STUDY TEXT

Barry was an experienced home inspector recommended by my real estate agent.
“He’s the best in the business. Extremely thorough!”
Never a good idea, I know, but once the purchase agreement was signed, the home inspections needed to be done quickly. For me, finding references for an inspector in the allotted time frame seemed like a burden. So, I took a chance and listened to the advice of my realtor. Barry was the owner of his company and had been in business for over 35 years!
The inspector was a nice guy with a few gadgets my kids found entertaining. One device could locate hidden sources of moisture and then there was the drone that flew like a giant insect, over the house to visually inspect the roof. I was on board with his demonstration until we went into the basement.
As we walked down the narrow staircase, I noticed an open elongated, rectangular window at the bottom of the stairs. We turned the corner where two other windows were open. The inspector casually closed these two windows and proceeded to the furnace, continuing his inspection. From the furnace, he moved to the sewer line and then to the fuse box. Nob and tube wiring, the old fashioned kind that didn’t have a ground. Great, I thought… more to be updated. I looked beneath the stairs and asked, “Do you think that’s mold?”
“No. That’s paint.”
Then, he changed the subject and asked, “Do you know anything about radon?”
“Actually, yes!” I said.
“So what do you know about radon?” He asked, looking at the wiring with his flashlight.
“I know it’s the most common cause of lung cancer in people who don’t smoke.”
He seemed satisfied. I turned to the realtor and mentioned that we needed to get someone to do the radon inspection.

Dataset entries
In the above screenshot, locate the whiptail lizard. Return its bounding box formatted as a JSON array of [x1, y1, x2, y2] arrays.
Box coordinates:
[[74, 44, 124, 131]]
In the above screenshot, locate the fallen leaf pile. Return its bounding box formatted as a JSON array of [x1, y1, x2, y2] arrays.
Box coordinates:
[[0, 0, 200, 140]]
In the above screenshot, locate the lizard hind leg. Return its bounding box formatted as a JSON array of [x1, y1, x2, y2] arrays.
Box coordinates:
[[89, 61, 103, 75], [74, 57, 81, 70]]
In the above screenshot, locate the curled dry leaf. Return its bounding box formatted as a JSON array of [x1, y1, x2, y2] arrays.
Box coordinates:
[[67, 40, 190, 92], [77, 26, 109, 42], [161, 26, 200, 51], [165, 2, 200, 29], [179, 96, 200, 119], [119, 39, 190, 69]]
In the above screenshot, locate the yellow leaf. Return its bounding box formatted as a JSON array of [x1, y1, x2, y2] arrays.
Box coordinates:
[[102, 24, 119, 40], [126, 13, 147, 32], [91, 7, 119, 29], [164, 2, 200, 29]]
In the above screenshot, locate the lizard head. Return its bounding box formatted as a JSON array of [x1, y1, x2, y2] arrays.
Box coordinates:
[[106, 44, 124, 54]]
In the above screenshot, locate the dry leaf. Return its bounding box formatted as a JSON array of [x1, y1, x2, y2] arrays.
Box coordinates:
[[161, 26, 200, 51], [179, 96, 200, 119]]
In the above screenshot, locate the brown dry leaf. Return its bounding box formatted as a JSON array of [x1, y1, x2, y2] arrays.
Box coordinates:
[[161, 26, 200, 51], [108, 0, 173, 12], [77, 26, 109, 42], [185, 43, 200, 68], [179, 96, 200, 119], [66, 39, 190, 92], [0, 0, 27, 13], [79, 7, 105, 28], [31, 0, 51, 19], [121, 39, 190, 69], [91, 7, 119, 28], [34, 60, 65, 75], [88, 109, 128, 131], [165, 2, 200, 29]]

REQUIRED TASKS
[A] Render this sentence from the home inspection story into Spanish: "The inspector casually closed these two windows and proceeded to the furnace, continuing his inspection."
[B] Based on the home inspection story, decide whether each statement agrees with the text, answering yes or no and quoting the words that settle it: (i) Barry had been in business for more than 35 years. (ii) The inspector said the spot beneath the stairs was mold. (iii) A drone was used to look at the roof.
[C] Output the portion of the home inspection story that opens with the words containing "Never a good" and closes with "into the basement.", copied precisely.

TASK RESPONSES
[A] El inspector cerró con naturalidad estas dos ventanas y se dirigió a la caldera, continuando con su inspección.

[B]
(i) Yes: "had been in business for over 35 years"
(ii) No: "No. That’s paint."
(iii) Yes: "the drone that flew like a giant insect, over the house to visually inspect the roof"

[C]
Never a good idea, I know, but once the purchase agreement was signed, the home inspections needed to be done quickly. For me, finding references for an inspector in the allotted time frame seemed like a burden. So, I took a chance and listened to the advice of my realtor. Barry was the owner of his company and had been in business for over 35 years!
The inspector was a nice guy with a few gadgets my kids found entertaining. One device could locate hidden sources of moisture and then there was the drone that flew like a giant insect, over the house to visually inspect the roof. I was on board with his demonstration until we went into the basement.